**JOB:** Write out each of the following records exactly, line for line, with no changes.
--- start of GIVEN DATA ---
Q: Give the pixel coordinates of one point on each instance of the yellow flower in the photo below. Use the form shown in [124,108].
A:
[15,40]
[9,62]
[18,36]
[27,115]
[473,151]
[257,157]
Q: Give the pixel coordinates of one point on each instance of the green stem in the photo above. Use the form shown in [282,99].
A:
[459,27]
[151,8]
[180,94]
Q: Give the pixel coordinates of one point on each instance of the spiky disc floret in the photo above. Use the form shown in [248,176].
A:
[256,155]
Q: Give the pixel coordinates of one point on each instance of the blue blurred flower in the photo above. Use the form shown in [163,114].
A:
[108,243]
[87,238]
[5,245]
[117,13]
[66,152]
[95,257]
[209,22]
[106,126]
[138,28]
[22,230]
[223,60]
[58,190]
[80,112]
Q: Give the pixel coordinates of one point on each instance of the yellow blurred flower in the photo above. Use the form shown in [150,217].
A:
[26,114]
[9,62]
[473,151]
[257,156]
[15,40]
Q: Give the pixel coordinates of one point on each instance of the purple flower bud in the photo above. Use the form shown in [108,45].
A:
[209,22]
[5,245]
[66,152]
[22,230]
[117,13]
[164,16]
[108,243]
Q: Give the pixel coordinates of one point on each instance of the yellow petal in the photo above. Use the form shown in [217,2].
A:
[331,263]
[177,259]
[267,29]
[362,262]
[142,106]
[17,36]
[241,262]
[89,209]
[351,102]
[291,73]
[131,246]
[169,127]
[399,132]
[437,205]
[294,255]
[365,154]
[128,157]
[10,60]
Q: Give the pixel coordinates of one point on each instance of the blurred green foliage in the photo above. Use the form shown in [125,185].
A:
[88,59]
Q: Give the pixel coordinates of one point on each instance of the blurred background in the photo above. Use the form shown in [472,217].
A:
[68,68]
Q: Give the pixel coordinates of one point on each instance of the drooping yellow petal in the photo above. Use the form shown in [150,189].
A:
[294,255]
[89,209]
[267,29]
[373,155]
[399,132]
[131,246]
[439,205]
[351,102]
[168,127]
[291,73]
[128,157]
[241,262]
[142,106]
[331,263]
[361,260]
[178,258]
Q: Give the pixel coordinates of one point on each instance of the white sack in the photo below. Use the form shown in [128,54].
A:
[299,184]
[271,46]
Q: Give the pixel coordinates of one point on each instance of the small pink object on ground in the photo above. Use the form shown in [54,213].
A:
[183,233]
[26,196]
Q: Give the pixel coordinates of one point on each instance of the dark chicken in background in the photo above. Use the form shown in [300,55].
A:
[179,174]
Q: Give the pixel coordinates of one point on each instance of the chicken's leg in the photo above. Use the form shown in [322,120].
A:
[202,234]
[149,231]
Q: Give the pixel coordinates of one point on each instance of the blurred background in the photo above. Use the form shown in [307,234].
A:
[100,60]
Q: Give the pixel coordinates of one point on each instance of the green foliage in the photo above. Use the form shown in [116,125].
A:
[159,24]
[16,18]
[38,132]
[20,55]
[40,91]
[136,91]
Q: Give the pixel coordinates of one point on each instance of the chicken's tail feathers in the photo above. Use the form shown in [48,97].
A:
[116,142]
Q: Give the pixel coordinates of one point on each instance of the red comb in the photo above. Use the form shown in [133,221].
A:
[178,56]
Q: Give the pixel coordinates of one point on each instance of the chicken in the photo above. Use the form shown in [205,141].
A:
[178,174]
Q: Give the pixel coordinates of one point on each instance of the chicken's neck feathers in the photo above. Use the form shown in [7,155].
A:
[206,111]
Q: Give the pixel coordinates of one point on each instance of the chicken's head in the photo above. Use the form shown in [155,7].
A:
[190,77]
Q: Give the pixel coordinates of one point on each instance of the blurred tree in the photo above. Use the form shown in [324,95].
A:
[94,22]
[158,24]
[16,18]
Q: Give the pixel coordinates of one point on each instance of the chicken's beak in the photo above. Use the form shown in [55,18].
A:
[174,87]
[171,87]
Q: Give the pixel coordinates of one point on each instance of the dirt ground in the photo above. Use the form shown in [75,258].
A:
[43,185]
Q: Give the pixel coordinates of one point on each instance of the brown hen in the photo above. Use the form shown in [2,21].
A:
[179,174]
--- end of GIVEN DATA ---
**RESULT:**
Q: Give the pixel coordinates of one point on each instance of the yellow flower in the photo below. Use the form shown in [124,108].
A:
[15,40]
[9,62]
[18,36]
[27,115]
[473,151]
[257,157]
Q: Give the pixel coordinates of one point on each instance of the green stem in the photo above. Use the form shown in [282,99].
A:
[459,27]
[151,8]
[180,94]
Q: Give the pixel coordinates of one point on each instance of the spiky disc floret in the photo above. Use the form shown in [248,176].
A:
[256,155]
Q: Give the pixel coordinates of one point on each instance of the blue blurred flower in the photo above. Use the form shown in [163,114].
A:
[108,243]
[87,238]
[5,245]
[117,13]
[66,152]
[95,257]
[209,22]
[106,126]
[138,28]
[22,230]
[223,60]
[58,190]
[80,112]
Q: Give the pixel coordinates of one point on each instance of the yellow blurred flower in the photo above. Use the form shown in [150,217].
A:
[26,114]
[9,62]
[473,151]
[257,156]
[15,40]
Q: Give the pixel coordinates of one point on each instance of the purple flower bud in the photo above. Use the form shown in [108,45].
A:
[209,22]
[5,245]
[66,152]
[22,230]
[117,13]
[164,16]
[108,243]
Q: Give the pixel coordinates of one point on each instance of the yellow petal in the photo above. Use the form shown in [217,2].
A:
[331,263]
[177,259]
[267,29]
[362,262]
[142,106]
[17,36]
[241,262]
[89,209]
[351,102]
[291,73]
[131,246]
[169,127]
[399,132]
[437,205]
[294,255]
[365,154]
[128,157]
[10,60]
Q: Give the pixel coordinates of one point on each instance of the blurred green foliage in the photo above. Use the form shown in [125,185].
A:
[88,59]
Q: Give the pixel coordinates of one point on each instance of the blurred background in the photo above. Use the form shown in [472,217].
A:
[68,68]
Q: Give the pixel coordinates of one point on each instance of the drooping yellow petal in the photo above. Use the form shown in [150,189].
A:
[294,255]
[89,209]
[267,29]
[373,155]
[399,132]
[131,246]
[439,205]
[351,102]
[168,127]
[291,73]
[128,157]
[241,262]
[142,106]
[331,263]
[361,260]
[178,258]
Q: Give the pixel coordinates of one point on each instance of the white sack in the photo below. Use the form shown in [128,54].
A:
[299,184]
[271,46]
Q: Give the pixel coordinates of one point on each instance of the small pink object on ground in the photo above. Use the form shown in [54,213].
A:
[183,233]
[26,196]
Q: Give the pixel coordinates of one point on each instance of the dark chicken in background in the photo above. Use the form shown in [300,55].
A:
[179,174]
Q: Give the pixel coordinates of one point on each instance of the chicken's leg in the photo above. Use the form shown in [322,120].
A:
[202,234]
[149,231]
Q: Give the pixel coordinates of one point on each instance of the blurred background in the photo above. Use the form shown in [307,234].
A:
[100,60]
Q: Give the pixel coordinates of one point on each instance of the green foliage in the photo above. Use the form shown in [116,125].
A:
[159,24]
[16,18]
[38,132]
[20,55]
[40,91]
[136,91]
Q: Give the pixel coordinates of one point on each instance of the chicken's tail feathers in the photo above. Use the form shown in [48,97].
A:
[116,142]
Q: Give the pixel coordinates of one point on each instance of the red comb in the photo above. Use the form shown in [133,221].
A:
[178,56]
Q: Give the pixel coordinates of one point on each instance of the chicken in the photo above. Use the form shown in [205,141].
A:
[178,174]
Q: Give the pixel coordinates of one point on each instance of the chicken's neck feathers in the photo above. Use the form shown in [7,155].
A:
[206,111]
Q: Give the pixel coordinates of one point on each instance of the chicken's head in the photo above. Use the form shown in [155,7].
A:
[190,77]
Q: Give the pixel coordinates of one point on each instance of the blurred tree in the photo above. Use the form shown in [324,95].
A:
[94,22]
[158,24]
[16,18]
Q: Give the pixel coordinates of one point on each instance of the chicken's beak in the photo above. Use the form shown in [55,18].
A:
[174,87]
[171,87]
Q: Give the pixel coordinates of one point on each instance of the dirt ground in the photo above. Use the form shown in [75,258].
A:
[43,185]
Q: Give the pixel coordinates of one point on each instance of the brown hen in the photo above. Use the form shown in [2,21].
A:
[179,174]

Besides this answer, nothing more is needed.